** Opening Records for processing block **

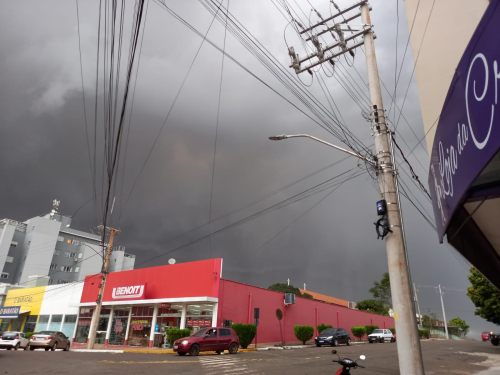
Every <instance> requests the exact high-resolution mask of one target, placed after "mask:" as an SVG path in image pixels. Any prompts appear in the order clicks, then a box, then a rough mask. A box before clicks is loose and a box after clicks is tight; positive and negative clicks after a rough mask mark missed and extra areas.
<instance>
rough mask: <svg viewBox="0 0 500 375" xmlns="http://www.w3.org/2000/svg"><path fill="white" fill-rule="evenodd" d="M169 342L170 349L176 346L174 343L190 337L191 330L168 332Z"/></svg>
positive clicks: (171, 330)
mask: <svg viewBox="0 0 500 375" xmlns="http://www.w3.org/2000/svg"><path fill="white" fill-rule="evenodd" d="M166 333H167V341H168V343H169V344H170V347H172V346H174V341H175V340H179V339H183V338H184V337H188V336H189V335H190V334H191V331H190V330H189V329H178V328H172V329H168V330H167V332H166Z"/></svg>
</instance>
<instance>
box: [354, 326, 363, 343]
mask: <svg viewBox="0 0 500 375" xmlns="http://www.w3.org/2000/svg"><path fill="white" fill-rule="evenodd" d="M351 332H352V334H353V335H354V336H355V337H357V338H358V340H361V338H362V337H363V336H364V335H365V333H366V329H365V327H363V326H359V327H352V328H351Z"/></svg>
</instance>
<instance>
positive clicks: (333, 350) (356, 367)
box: [332, 350, 366, 375]
mask: <svg viewBox="0 0 500 375" xmlns="http://www.w3.org/2000/svg"><path fill="white" fill-rule="evenodd" d="M332 354H337V351H336V350H332ZM337 357H339V359H338V360H336V359H334V360H333V361H332V362H337V363H338V364H339V365H342V368H341V369H339V370H338V371H337V372H336V373H335V375H349V374H350V371H351V368H354V369H355V368H358V367H361V368H365V367H364V366H361V365H358V364H357V362H356V361H353V360H352V359H349V358H343V359H341V358H340V356H339V355H338V354H337ZM359 359H361V360H362V361H364V360H365V359H366V356H364V355H361V356H359Z"/></svg>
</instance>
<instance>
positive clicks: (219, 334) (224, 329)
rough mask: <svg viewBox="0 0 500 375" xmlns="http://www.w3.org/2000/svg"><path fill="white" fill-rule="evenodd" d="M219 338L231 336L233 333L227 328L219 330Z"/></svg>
mask: <svg viewBox="0 0 500 375" xmlns="http://www.w3.org/2000/svg"><path fill="white" fill-rule="evenodd" d="M219 336H231V331H230V330H229V329H227V328H221V329H220V330H219Z"/></svg>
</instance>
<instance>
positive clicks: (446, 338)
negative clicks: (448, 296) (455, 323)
mask: <svg viewBox="0 0 500 375" xmlns="http://www.w3.org/2000/svg"><path fill="white" fill-rule="evenodd" d="M438 288H439V296H440V297H441V308H442V309H443V320H444V330H445V332H446V339H449V338H450V337H449V336H448V323H446V314H445V313H444V303H443V292H442V291H441V285H438Z"/></svg>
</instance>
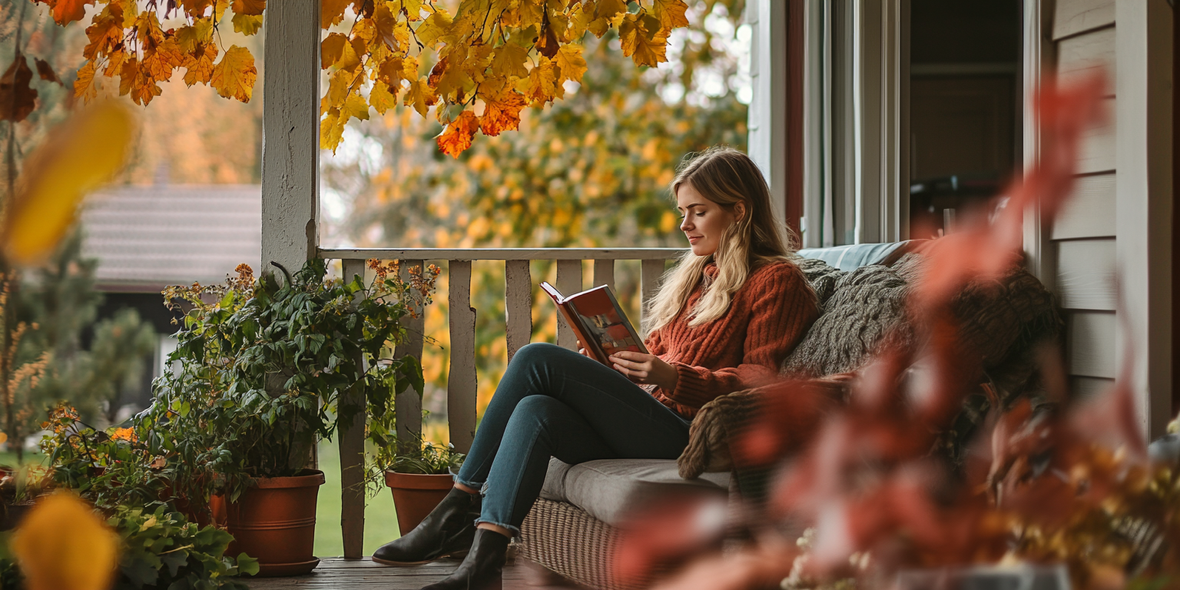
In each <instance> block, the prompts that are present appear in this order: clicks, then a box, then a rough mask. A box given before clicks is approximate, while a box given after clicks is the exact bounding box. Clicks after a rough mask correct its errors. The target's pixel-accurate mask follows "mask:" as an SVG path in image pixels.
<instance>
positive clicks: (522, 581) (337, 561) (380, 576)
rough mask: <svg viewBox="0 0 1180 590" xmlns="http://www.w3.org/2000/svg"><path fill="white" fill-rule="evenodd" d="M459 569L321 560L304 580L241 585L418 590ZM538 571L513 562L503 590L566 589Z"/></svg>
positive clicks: (261, 581)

** Closing Records for processing block **

**Problem requirements**: Output each record above exactly as it stands, excluding all pictures.

**The answer**:
Every <instance> requests the exact high-resolution mask of one target, placed after "mask:" as an SVG path in image pixels. Any prompts appear in the order clicks, then a box, then a rough mask. A box before clicks is loose and a box after clicks is tight; positive and negative clicks after a rough mask mark missed and extra areas.
<instance>
rough mask: <svg viewBox="0 0 500 375" xmlns="http://www.w3.org/2000/svg"><path fill="white" fill-rule="evenodd" d="M169 342L170 349L176 346L174 343L190 337L191 330L168 332Z"/></svg>
positive clicks: (171, 330)
mask: <svg viewBox="0 0 500 375" xmlns="http://www.w3.org/2000/svg"><path fill="white" fill-rule="evenodd" d="M166 333H167V341H168V343H169V344H170V347H172V346H174V341H175V340H179V339H183V338H184V337H188V336H189V335H190V334H191V331H190V330H189V329H178V328H172V329H168V330H167V332H166Z"/></svg>
</instance>
<instance>
box: [354, 326, 363, 343]
mask: <svg viewBox="0 0 500 375" xmlns="http://www.w3.org/2000/svg"><path fill="white" fill-rule="evenodd" d="M351 332H352V334H353V335H354V336H355V337H357V338H358V340H361V338H362V337H363V336H364V335H365V333H366V329H365V327H363V326H359V327H352V328H351Z"/></svg>
</instance>
<instance>
positive clicks: (333, 350) (356, 367)
box: [332, 350, 366, 375]
mask: <svg viewBox="0 0 500 375" xmlns="http://www.w3.org/2000/svg"><path fill="white" fill-rule="evenodd" d="M332 354H337V351H336V350H332ZM337 357H339V359H338V360H336V359H334V360H333V361H332V362H337V363H338V364H339V365H342V368H341V369H339V370H338V371H337V372H336V373H335V375H349V374H350V371H351V368H354V369H355V368H358V367H361V368H365V367H364V366H361V365H358V364H357V362H356V361H353V360H352V359H349V358H343V359H341V358H340V356H339V355H338V354H337ZM359 359H361V360H362V361H364V360H365V359H366V356H364V355H361V356H359Z"/></svg>
</instance>
<instance>
positive clicks: (219, 334) (224, 329)
rough mask: <svg viewBox="0 0 500 375" xmlns="http://www.w3.org/2000/svg"><path fill="white" fill-rule="evenodd" d="M219 338L231 336L233 333L227 328L219 330Z"/></svg>
mask: <svg viewBox="0 0 500 375" xmlns="http://www.w3.org/2000/svg"><path fill="white" fill-rule="evenodd" d="M219 336H231V331H230V330H229V329H227V328H221V329H220V330H219Z"/></svg>
</instance>
<instance>
positive clicks: (446, 338)
negative clicks: (448, 296) (455, 323)
mask: <svg viewBox="0 0 500 375" xmlns="http://www.w3.org/2000/svg"><path fill="white" fill-rule="evenodd" d="M438 288H439V296H440V297H441V308H442V309H443V320H444V330H445V332H446V339H449V338H450V337H449V336H448V323H446V314H445V313H444V303H443V292H442V291H441V285H438Z"/></svg>
</instance>
In each <instance> block, the prompts that are present appear in this order: clicks, then a box, then a rough mask. A box given before clicks is approximate, while a box given after clicks is the exact bounding box. Clicks after a rough mask correct its errors. The target's pixel-accurate mask follows "mask:" as an SVG path in image pixels.
<instance>
positive clicks: (522, 581) (337, 561) (380, 576)
rough mask: <svg viewBox="0 0 1180 590" xmlns="http://www.w3.org/2000/svg"><path fill="white" fill-rule="evenodd" d="M459 569L321 560L304 580L241 585L418 590ZM538 571L513 562L503 590L566 589Z"/></svg>
positive clicks: (261, 581)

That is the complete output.